▶ **Document extract**:
****************************************

Arkansas Mumps Cases Lead Nation, Raise Questions About Vaccine Immunity

Jan 17, 2017
Originally published on January 24, 2017 4:52 pm

Springdale resident Melisa Laelan caught the mumps last November from her kids even though she and her children were vaccinated. Her case is not unusual, one of 2,421 in Arkansas. What is unusual is that nearly half of all cases nationwide are in Arkansas.

“It was miserable,” she says. “I experienced severe pain on the side of my neck. You can’t swallow anything because if you do it hurts.”

The inflammation in her salivary glands caused her jaw to swell. She had fever and aches. The illness lasted ten days. 

“This is an epidemic,” says Dr. Dirk Haselow, state epidemiologist with the Arkansas Department of Health. “Our normal case count is 3 or 4 a year. And a majority of our cases are among the Marshallese.”

****************************************

Data items
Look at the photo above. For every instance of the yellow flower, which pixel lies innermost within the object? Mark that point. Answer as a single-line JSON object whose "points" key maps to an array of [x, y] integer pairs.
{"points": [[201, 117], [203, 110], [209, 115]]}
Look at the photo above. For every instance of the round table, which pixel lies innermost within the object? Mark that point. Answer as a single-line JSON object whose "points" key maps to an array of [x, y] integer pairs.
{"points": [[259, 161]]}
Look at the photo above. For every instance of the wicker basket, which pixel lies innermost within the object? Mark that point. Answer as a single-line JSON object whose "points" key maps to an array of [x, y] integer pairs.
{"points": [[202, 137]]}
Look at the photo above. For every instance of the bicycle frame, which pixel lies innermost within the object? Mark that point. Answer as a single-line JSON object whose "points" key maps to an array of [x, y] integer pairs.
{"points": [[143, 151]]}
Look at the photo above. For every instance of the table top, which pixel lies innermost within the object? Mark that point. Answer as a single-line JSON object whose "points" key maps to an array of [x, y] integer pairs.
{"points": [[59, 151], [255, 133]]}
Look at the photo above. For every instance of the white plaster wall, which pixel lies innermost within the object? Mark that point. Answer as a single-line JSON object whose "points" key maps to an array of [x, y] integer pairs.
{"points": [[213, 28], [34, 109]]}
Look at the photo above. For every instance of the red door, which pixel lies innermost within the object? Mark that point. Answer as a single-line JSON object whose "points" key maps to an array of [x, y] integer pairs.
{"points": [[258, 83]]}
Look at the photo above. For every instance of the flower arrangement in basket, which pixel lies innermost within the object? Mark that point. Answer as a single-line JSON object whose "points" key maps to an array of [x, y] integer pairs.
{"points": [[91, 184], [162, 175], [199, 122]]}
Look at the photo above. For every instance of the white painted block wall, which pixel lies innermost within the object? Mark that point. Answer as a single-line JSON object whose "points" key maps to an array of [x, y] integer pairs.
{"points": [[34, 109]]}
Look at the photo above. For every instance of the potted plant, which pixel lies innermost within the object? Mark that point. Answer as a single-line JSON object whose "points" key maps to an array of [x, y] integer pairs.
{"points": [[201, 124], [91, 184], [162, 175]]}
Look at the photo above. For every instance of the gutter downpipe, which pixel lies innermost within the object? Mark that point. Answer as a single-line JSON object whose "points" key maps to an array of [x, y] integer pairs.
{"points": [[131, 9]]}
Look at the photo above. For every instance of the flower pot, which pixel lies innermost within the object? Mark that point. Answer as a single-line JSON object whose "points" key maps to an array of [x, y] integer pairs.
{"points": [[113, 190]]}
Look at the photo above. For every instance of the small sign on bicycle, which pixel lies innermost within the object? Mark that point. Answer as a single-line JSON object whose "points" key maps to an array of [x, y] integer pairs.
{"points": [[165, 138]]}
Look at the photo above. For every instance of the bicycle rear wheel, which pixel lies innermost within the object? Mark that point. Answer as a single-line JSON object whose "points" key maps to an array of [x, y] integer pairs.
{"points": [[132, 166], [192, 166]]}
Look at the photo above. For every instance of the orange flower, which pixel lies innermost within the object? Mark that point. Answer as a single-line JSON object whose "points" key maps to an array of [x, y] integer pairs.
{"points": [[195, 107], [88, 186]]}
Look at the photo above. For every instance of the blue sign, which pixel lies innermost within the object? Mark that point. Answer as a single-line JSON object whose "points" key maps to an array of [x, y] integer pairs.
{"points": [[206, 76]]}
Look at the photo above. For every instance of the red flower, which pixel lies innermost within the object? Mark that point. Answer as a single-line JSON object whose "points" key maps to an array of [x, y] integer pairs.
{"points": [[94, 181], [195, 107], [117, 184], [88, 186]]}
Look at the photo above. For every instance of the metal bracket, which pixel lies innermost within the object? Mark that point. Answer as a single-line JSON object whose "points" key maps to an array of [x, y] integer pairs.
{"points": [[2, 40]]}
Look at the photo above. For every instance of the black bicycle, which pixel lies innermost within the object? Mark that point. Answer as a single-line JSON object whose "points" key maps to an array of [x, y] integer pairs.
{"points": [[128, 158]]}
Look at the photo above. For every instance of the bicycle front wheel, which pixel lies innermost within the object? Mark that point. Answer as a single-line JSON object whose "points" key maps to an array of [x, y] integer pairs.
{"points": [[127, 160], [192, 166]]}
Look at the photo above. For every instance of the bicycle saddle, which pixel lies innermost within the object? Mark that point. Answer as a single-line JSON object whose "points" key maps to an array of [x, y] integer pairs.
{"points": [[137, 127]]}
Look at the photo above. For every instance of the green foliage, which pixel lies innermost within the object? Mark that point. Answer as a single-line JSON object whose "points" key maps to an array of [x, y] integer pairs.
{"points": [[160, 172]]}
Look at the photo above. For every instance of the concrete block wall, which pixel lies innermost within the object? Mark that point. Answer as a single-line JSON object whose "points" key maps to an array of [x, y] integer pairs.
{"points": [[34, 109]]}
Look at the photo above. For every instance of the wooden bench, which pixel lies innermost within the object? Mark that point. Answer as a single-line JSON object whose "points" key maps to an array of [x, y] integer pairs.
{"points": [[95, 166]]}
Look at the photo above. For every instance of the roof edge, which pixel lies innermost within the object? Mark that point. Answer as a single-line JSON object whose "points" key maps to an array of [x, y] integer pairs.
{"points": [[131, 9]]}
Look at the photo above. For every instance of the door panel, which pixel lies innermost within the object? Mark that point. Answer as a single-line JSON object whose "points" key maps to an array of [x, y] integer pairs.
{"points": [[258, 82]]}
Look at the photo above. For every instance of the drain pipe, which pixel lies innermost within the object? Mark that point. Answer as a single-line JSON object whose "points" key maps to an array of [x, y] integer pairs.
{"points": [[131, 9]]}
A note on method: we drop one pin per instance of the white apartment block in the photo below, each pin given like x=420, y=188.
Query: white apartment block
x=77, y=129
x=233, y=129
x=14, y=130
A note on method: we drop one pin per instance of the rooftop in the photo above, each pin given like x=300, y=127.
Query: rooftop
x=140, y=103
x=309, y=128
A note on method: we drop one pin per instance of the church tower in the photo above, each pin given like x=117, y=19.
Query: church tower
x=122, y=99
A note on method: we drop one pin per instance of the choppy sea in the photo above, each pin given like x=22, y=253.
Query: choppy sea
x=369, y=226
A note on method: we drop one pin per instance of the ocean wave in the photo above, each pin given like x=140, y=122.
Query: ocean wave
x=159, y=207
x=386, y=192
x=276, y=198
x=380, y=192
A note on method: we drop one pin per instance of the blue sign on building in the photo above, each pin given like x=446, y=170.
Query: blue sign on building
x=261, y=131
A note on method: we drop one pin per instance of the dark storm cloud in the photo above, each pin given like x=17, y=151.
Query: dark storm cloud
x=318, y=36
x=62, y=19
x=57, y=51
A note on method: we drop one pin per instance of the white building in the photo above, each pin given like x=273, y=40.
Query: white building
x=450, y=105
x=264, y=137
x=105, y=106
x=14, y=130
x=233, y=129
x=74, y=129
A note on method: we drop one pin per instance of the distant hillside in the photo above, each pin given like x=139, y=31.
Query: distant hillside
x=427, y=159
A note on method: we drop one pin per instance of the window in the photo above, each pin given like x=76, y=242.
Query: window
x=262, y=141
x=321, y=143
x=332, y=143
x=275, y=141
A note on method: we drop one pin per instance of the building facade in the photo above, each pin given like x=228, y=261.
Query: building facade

****************************************

From the article on Arkansas mumps cases, extract the passage between "Arkansas Mumps Cases" and "are in Arkansas.", inclusive. The records are separate material and have no connection to the text.

▶ **Response to the exercise**:
Arkansas Mumps Cases Lead Nation, Raise Questions About Vaccine Immunity

Jan 17, 2017
Originally published on January 24, 2017 4:52 pm

Springdale resident Melisa Laelan caught the mumps last November from her kids even though she and her children were vaccinated. Her case is not unusual, one of 2,421 in Arkansas. What is unusual is that nearly half of all cases nationwide are in Arkansas.